DATASET start

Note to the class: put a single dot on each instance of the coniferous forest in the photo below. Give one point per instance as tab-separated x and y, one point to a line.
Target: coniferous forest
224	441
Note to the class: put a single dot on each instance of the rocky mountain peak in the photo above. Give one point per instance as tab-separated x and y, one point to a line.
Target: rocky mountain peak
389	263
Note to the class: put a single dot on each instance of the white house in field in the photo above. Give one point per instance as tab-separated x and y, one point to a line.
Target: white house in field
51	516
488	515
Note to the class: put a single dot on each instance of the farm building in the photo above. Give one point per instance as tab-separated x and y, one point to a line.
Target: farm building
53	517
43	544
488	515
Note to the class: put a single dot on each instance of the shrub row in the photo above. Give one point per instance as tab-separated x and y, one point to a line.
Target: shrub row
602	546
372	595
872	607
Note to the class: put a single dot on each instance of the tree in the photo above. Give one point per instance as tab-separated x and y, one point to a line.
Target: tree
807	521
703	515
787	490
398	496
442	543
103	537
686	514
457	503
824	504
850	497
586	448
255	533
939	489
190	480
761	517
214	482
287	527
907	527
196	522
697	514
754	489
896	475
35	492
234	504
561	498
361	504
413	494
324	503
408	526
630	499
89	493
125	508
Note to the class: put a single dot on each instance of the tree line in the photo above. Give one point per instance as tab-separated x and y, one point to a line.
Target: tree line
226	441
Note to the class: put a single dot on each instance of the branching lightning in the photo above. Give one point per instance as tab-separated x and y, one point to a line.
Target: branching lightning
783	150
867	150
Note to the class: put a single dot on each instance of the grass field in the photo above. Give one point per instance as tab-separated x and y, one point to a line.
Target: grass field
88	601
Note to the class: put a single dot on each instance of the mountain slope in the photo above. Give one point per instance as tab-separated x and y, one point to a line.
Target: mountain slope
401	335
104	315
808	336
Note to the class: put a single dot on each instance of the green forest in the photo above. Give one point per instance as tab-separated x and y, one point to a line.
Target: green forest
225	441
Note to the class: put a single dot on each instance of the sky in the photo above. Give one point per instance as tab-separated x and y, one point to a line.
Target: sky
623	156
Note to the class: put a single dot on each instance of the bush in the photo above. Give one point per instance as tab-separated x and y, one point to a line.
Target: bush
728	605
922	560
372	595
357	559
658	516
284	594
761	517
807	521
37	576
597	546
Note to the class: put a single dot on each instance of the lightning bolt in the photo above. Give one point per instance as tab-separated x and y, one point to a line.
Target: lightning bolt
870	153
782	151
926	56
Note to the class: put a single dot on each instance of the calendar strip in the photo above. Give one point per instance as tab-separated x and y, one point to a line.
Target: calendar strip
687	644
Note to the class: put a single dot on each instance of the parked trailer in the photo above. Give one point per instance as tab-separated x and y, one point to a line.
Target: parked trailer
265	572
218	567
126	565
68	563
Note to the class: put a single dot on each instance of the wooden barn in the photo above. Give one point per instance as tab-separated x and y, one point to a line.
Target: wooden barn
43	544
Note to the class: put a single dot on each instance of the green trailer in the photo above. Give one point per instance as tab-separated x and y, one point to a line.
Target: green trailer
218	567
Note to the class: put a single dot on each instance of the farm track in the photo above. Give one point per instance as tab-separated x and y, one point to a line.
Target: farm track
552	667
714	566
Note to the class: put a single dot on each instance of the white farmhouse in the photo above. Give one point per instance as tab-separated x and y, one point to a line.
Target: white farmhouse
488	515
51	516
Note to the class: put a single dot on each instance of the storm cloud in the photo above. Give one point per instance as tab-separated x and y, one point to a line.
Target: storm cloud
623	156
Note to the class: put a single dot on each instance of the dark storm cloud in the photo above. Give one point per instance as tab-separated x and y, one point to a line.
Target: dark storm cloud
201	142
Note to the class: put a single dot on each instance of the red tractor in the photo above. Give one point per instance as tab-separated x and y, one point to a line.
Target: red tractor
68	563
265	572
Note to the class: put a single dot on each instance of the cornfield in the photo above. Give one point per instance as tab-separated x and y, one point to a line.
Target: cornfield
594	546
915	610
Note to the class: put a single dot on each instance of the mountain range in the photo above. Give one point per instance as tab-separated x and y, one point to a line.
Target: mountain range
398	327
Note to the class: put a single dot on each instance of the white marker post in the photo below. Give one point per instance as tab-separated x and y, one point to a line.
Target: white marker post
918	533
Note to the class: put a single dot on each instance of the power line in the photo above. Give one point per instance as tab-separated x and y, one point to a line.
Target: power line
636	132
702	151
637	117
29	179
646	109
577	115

DATASET end

- **WHAT YOU ARE ASKED TO DO**
Please write out every line of the entries above as a numbered list, leaving out any blank lines.

- **THE RESPONSE**
1. Note to the class: put a single dot on each instance of the coniferous forest in the photo below. Give one point per instance as tab-separated x and y, one point to a line.
2. Target: coniferous forest
3. 224	441
4. Note to the class: put a single dot on each instance of the rocky mountain peak in the photo above. Give one point per instance as tab-separated x and y, one point to a line.
5. Target: rocky mountain peak
6. 389	263
7. Note to the class: put a single dot on each instance of the white house in field in the photo above. Give one point per instance as tab-separated x and y, one point to a line.
8. Target: white house in field
9. 51	516
10. 488	515
11. Note to the class: put a single dot on each instance of the farm building in the photo above. Give one point per instance as tab-separated x and y, one point to a line.
12. Target: farm building
13. 53	517
14. 43	544
15. 488	515
16. Note to the class: put a single dot on each instance of the shrub row in the photo above. Give one point per instance as tab-separated x and y, one point to a line.
17. Target: shrub row
18. 602	546
19. 372	595
20. 872	607
21. Note to the class: put a single dot on each instance of the tree in the photo above. Give one point per instance as tab-separated x and y, one point to a line.
22. Target: tree
23. 807	521
24. 703	515
25. 787	490
26. 398	496
27. 442	543
28. 103	537
29. 686	514
30. 457	503
31. 824	504
32. 850	497
33. 586	448
34. 255	533
35. 939	489
36. 190	480
37. 761	517
38. 214	482
39. 287	527
40. 907	527
41. 196	522
42. 697	514
43. 754	489
44. 896	475
45. 35	492
46. 234	504
47. 561	498
48. 361	504
49. 413	494
50. 324	503
51. 408	526
52. 630	499
53. 89	493
54. 125	508
55. Note to the class: put a single dot on each instance of the tree line in the photo above. Give one point per instance as tab-separated x and y, one point to a line.
56. Target: tree line
57. 226	441
58. Note to the class: put a single dot on each instance of the branching lightning in the photo above. Give one point per instance as tab-separated x and y, one point to a line.
59. Target: branching lightning
60. 783	150
61. 867	150
62. Note to the class: put a single dot on each instance of the grass field in the photo above. Give one point per instance as tab-separated x and y, one point to a line.
63. Target: grass field
64. 88	601
65. Note to the class: put a single dot on each instance of the mountain slope in the photo above. Give one point per instance as tab-separated x and y, one point to a line.
66. Target: mountain slope
67. 401	335
68. 104	315
69. 808	336
70. Note to the class: put a single dot on each instance of the green forest in the photo above. Give one point per instance as tab-separated x and y, one point to a line.
71. Target: green forest
72. 225	441
73. Note to the class: put a single dot on each instance of the sky in the photo above. Give one point per instance as tab-separated x and y, one point to a line.
74. Target: sky
75. 623	156
76. Note to the class: put a single dot on each instance of the bush in the photo above. Give one point per instance as tab-separated x and y, one point to a line.
77. Target: bush
78. 728	605
79. 922	560
80. 372	595
81. 357	559
82. 658	516
83. 284	594
84. 761	517
85. 807	521
86. 37	576
87. 597	546
88. Note to the class: put a single dot on each instance of the lightning bolt in the photo above. Give one point per instance as tab-separated x and y, one point to a line.
89. Target: lightning bolt
90. 870	153
91. 782	151
92. 926	56
93. Note to the class: put a single dot on each instance of the calendar strip in the photo above. Give one point per instance as tab-separated x and y, one point to a line.
94. Target: calendar strip
95. 687	644
96. Note to the class: put a single dot on each instance of the parked trailer in the photo above. Give one point per instance as tab-separated x and y, one point to a line.
97. Target: parked trailer
98. 265	572
99. 218	567
100. 126	565
101. 68	563
102. Note to the class: put a single dot on each instance of the wooden barn in the photo above. Give one point per instance as tab-separated x and y, one point to a line.
103. Target: wooden barn
104. 43	544
105. Note to the class: put a single dot on each instance of the green trailer in the photo above. Give one point per instance as tab-separated x and y, one point to a line.
106. Target: green trailer
107. 218	567
108. Note to the class: put a single dot on each instance of the farm track in the photo above. Give one point per instance as tab-separated x and y, one point to a line.
109. Target: farm track
110. 552	667
111. 714	566
112. Note to the class: put a single dot on each instance of the white farmhouse in the photo above. Give one point per instance as tab-separated x and y, one point to a line.
113. Target: white farmhouse
114. 488	515
115. 51	516
116. Note to the class: put a single dot on each instance of the storm cloud in the photo above. Give one point per instance as tab-separated x and y, one point to a line.
117. Target: storm cloud
118. 623	156
119. Note to the class: put a single dot on each instance of the dark storm cloud in the photo above. Give one point per instance as tab-separated x and y, one point to a line.
120. Target: dark storm cloud
121. 201	142
122. Note to the class: put a single dot on each instance of the red tractor in the photo above. Give one point per instance as tab-separated x and y, one point to a line.
123. Target: red tractor
124. 68	563
125. 265	572
126. Note to the class: put a single dot on each instance of the cornfield in the photo above. Give one point per instance as tab-separated x and y, one point to a line.
127. Target: cornfield
128. 594	546
129. 915	610
130. Note to the class: put a single dot on each instance of the mountain range in the photo above. Give one point per instance as tab-separated x and y, one point to a line.
131. Target: mountain range
132. 398	327
133. Note to the class: put a single dot on each instance of the white marker post in the photo below. Give one point per instance as tab-separated x and y, one point to a line.
134. Target: white marker post
135. 918	533
136. Note to the class: put a single dot on each instance of the power line in the photo above. Give one point per instance as tab-separated x and y, one point to a line.
137. Target: power line
138. 636	132
139. 702	151
140. 637	117
141. 29	179
142. 646	109
143. 577	115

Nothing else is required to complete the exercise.